Selected text:
*** Block opens ***
New Health Order Bans Gatherings, Further Limits Capacity at Businesses

Sign to wear a mask
Sign to wear a mask / Photo by: Christina Champlin

Today, Los Angeles County announced new safety measures due to “alarming levels” of new COVID-19 cases, a trend that’s continued for the past several days. The modified Health Officer Order, which bans most gatherings and further reduces capacity at area businesses, takes effect on Monday, Nov. 30, and will last through at least Dec. 20.

On Nov. 17, the County implemented restrictions on capacity and operating hours for some businesses as COVID-19 cases and hospitalizations surged. That same day, Public Health said if the county’s 5-day average of new cases exceeded 4,000 or if the 5-day average of hospitalizations exceeded 1,750, outdoor dining at restaurants, breweries, wineries, and bars would pause. On Sunday, Nov. 22, Los Angeles County’s 5-day case rate hit 4,097. Outdoor dining paused on Nov. 25 at 10 p.m.

Today, Public Health announced 4,544 new cases and 24 deaths, bringing the 5-day average to 4,751 cases. Public Health also announced 1,893 people with COVID-19 currently hospitalized, 24% of whom are in the ICU. Comparatively, there were 747 people in the hospital with COVID-19 one month ago on Oct. 27.

In short, all residents should stay home as much as possible, avoid contact with people outside of their households, and wear their face coverings and social distance whenever they’re in public. The new Health Officer Order also includes the following changes:

  • All public and private gatherings with people outside of your household are prohibited, except for church services and protests, which are constitutionally protected rights.
  • Essential retail is limited to 35% maximum capacity.
  • Non-essential retail, including indoor malls, is limited to 20% maximum capacity.
  • Personal care services are limited to 20% maximum capacity.
  • Libraries are limited to 20% maximum capacity.
  • Outdoor fitness centers are limited to 50% maximum capacity.
  • Outdoor museums, galleries, zoos, aquariums, and botanical gardens are limited to 50% maximum capacity.
  • Outdoor mini-golf, batting cages, and go-kart racing are limited to 50% maximum occupancy.
  • Playgrounds (except for those at childcare centers and schools) must close.
*** Block closes ***
(Image point data)
*** Block opens ***
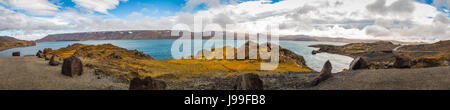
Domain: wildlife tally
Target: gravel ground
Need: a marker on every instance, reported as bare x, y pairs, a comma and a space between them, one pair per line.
437, 78
31, 73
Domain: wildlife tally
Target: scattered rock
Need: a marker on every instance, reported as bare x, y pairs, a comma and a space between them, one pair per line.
38, 53
402, 62
202, 54
324, 74
54, 61
446, 63
46, 57
72, 66
358, 63
47, 50
248, 82
115, 55
16, 54
147, 84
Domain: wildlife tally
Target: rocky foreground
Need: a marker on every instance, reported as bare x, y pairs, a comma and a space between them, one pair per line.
109, 67
32, 73
384, 55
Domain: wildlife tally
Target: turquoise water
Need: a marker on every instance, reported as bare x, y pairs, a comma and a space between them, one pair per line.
161, 50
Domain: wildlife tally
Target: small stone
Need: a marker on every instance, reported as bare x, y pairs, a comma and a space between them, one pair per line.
248, 82
72, 66
358, 63
147, 84
16, 54
324, 74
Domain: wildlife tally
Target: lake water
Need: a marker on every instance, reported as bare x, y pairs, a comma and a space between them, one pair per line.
161, 50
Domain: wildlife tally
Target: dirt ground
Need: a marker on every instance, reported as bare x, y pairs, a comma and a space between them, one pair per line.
31, 73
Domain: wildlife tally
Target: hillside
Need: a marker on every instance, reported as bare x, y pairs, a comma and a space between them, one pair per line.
166, 34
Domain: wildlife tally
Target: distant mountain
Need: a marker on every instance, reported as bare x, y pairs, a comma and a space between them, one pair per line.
8, 39
10, 42
166, 34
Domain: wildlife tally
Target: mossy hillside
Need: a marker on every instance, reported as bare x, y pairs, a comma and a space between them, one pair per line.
126, 64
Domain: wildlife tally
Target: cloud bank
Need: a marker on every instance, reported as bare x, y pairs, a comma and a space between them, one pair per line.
404, 20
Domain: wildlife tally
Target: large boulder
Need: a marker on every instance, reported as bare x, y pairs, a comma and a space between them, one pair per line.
54, 61
324, 74
358, 63
315, 52
37, 54
40, 54
248, 82
147, 84
402, 62
72, 66
446, 63
16, 54
47, 50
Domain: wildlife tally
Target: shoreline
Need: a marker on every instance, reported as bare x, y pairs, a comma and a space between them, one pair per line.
31, 76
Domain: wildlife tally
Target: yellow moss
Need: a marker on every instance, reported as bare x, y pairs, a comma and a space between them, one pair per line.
129, 62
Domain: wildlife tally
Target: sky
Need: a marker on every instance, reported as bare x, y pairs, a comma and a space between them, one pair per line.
403, 20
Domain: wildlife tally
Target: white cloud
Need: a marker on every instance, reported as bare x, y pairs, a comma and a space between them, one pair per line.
394, 20
101, 6
135, 16
34, 7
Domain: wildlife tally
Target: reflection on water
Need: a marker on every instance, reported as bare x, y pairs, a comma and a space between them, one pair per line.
160, 49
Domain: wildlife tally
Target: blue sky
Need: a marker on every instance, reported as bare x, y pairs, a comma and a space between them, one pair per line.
152, 8
390, 19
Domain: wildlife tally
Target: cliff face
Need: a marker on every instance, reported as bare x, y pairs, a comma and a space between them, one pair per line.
111, 35
8, 39
166, 34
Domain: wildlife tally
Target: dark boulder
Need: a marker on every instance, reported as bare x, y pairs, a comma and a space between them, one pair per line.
55, 60
315, 52
358, 63
40, 54
72, 66
446, 63
16, 54
248, 82
47, 50
402, 62
147, 84
324, 74
37, 54
116, 55
46, 57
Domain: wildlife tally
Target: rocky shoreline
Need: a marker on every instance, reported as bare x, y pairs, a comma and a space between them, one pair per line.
385, 55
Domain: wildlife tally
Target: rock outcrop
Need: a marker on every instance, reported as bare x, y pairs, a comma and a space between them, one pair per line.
*** Block closes ***
Problems to work on:
**1)** In the article on the Los Angeles County health order, how many people with COVID-19 were in the hospital on Oct. 27?
**2)** Check each statement against the article on the Los Angeles County health order and answer yes or no, quoting the words that decide it. (a) The new order takes effect on Monday, Nov. 30. (b) Outdoor fitness centers are limited to 35% maximum capacity. (c) Church services are among the banned gatherings.
**3)** Pick up the article on the Los Angeles County health order after its last sentence and write the next part.

Outputs for the tasks:
**1)** 747 people.

**2)**
(a) Yes: "takes effect on Monday, Nov. 30"
(b) No: "Outdoor fitness centers are limited to 50% maximum capacity."
(c) No: "except for church services and protests, which are constitutionally protected rights"

**3)**
  • Cardrooms must close.
  • As a reminder, all restaurants, breweries, wineries, and bars remain closed for in-person dining, either indoor or outdoor. Takeout, pickup, and delivery are allowed. Breweries and wineries may remain open for retail sales at 20% capacity.

The following businesses and activities remain open. All require social distancing. All except swimming require face coverings.

  • Outdoor recreation locations and activities including beaches, trails, parks, golf courses, tennis courts, pickleball, archery ranges, skate parks, bike parks, and community gardens remain open. No gathering with those outside of your household is permitted at any of these places. Pools that serve more than one household may open only for regulated lap swimming with one person per lane.
  • Drive-in movies and events, plus car parades, are allowed so long as everyone in the same car is in the same household.
  • All schools and day camps remain open adhering to their re-opening protocols. K-12 schools and day camps with an outbreak (three cases or more over 14 days) should close for 14 days.

The high numbers we’re seeing now, which are considerably higher than the spike we saw this summer, reflect the behavior County residents took two to three weeks ago. Due to rising cases, county officials urged residents to avoid gathering over the Thanksgiving weekend. Two to three weeks from now, we’ll find out how people responded and if those choices contributed to further COVID-19 spread.